_What you are asked to do_
Continue the passage on talking through children and child-rearing before marriage, starting after its last sentence.

_Supplied text_

Better to know going into marriage that children are a must for one or both of you-- and plan out a strategy you agree mutually that you will pursue if, God forbid, the old-fashioned way of increasing your family isn’t going to work. 

How Do You Envision Raising Children?

How we each want to or expect to raise children in a family can sometimes demonstrate serious-- possibly even insurmountable-- differences of opinion in a relationship. Trust us, you don’t want to find this out with a 2 year old and number two on the way. 

Having an evolving series of open discussions about this topic can spare considerable frustration-– even heartbreak. You need to know:

  • What behaviors your significant other won’t tolerate in children-- and why. 
  • How you plan to discipline any kids you have-- and why. 
  • Who will be responsible for meeting certain needs for the child-- especially in the early years that come first! 
  • When you think the kids ought to be more independent and when each partner should expect them to be closer to Mommy and Daddy.

_Given data_

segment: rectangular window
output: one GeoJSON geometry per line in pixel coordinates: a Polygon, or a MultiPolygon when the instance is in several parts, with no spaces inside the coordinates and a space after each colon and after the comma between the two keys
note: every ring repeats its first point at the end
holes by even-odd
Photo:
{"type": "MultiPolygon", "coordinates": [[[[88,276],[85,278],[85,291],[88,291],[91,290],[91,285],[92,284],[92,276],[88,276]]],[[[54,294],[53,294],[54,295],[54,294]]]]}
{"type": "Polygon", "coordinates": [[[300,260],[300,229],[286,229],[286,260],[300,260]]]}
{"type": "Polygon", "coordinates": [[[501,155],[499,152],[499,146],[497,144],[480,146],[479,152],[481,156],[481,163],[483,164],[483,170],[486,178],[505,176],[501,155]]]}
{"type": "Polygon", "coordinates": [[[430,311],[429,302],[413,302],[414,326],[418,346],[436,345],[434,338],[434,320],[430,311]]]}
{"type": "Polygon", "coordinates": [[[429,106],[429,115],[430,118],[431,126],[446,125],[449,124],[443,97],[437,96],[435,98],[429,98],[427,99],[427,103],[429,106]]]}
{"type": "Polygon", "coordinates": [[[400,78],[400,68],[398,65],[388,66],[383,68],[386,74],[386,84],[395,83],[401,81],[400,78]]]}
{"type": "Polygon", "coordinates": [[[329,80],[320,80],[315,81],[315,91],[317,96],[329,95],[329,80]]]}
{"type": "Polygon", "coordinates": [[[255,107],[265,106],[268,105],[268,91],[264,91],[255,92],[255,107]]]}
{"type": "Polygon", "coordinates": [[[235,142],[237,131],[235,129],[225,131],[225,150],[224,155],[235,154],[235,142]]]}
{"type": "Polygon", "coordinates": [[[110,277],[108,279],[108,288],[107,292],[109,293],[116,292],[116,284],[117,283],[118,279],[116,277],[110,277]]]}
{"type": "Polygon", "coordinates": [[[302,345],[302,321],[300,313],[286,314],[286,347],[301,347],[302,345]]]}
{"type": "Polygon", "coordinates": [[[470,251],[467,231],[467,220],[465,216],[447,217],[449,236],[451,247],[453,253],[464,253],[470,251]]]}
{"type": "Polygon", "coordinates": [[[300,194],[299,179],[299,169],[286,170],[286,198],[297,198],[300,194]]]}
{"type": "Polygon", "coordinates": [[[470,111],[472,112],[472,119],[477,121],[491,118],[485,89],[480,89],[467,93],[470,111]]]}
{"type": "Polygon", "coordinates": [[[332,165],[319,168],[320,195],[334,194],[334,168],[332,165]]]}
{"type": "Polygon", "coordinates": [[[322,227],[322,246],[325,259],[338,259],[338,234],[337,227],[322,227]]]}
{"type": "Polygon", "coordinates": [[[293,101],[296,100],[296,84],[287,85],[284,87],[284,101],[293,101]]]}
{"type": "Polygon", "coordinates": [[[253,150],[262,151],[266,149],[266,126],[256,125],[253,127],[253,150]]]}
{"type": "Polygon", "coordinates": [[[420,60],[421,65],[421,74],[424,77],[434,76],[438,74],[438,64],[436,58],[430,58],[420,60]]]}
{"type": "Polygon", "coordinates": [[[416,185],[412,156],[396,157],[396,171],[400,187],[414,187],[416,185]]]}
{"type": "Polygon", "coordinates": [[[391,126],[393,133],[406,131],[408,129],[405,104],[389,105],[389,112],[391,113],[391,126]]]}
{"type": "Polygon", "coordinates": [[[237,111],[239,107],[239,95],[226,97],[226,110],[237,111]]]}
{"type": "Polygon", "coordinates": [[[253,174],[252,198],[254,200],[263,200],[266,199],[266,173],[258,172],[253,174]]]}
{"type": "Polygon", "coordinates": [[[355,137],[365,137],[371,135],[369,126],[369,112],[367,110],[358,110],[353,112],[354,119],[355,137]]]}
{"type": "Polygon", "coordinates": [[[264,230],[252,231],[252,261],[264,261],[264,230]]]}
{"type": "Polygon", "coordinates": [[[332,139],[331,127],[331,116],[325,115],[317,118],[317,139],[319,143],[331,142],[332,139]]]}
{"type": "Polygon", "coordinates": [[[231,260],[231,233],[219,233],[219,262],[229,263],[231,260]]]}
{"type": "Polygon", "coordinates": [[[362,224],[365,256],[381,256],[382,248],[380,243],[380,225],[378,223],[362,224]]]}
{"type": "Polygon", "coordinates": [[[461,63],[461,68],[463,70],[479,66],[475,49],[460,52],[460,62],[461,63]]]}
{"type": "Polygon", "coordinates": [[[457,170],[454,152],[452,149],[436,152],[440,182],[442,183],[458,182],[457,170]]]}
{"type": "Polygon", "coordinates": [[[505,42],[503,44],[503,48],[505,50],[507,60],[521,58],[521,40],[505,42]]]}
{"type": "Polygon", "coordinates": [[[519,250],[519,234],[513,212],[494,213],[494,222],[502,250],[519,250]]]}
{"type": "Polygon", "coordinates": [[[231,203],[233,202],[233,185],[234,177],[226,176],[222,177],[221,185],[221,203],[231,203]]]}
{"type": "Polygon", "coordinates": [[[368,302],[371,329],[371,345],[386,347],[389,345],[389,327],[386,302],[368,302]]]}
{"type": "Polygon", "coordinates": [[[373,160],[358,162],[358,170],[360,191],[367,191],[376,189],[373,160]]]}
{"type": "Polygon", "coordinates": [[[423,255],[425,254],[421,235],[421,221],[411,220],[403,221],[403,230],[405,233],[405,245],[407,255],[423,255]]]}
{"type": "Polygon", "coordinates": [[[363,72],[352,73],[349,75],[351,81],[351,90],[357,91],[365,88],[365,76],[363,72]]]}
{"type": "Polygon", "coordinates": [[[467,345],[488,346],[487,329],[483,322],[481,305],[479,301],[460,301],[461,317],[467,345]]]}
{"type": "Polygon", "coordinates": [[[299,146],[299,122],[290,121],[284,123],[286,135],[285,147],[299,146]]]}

_Response_
We’re not saying plan out pre-K to move-out, but some forethought and discussion together before bringing another person into the damn world is a good idea. A degree of preparation can allay 212 degrees of boiling anger once you’re in the  family circus with kids and there’s no enjoyable, desirable or honorable way out after you realize your parenting ideas are the COMPLETE OPPOSITE of your husband/wife.

When parents can’t be on the same page regarding the raising of children, it can create conflict for the children (duh!) but it’s also among the primary reasons for a couple falling out of love…and the big reason behind more than one once-promising marriage and family household coming to a bitter end.

Are You Religious? 

This has been one of the most important questions to ask before getting married since time immemorial. When it comes to religion, people tend to have strong feelings. Religious differences can substantially impact everything from lifestyle choices to the way kids are raised. It’s especially strong when one partner has a long family tradition of children being raised in a certain faith tradition. After all, you very well could feel like you’re planning to get married to a man or woman who seems like he or she is already married to his/her parents’ religion! 

And cross-cultural, interfaith marriages? Whoa, now you’re looking at some serious spiritual dynamite on the road to the earthly altar! 

What about you and your intended husband/wife? Is your potential spouse religious or not religious at all? How do you feel about their religious choices and values?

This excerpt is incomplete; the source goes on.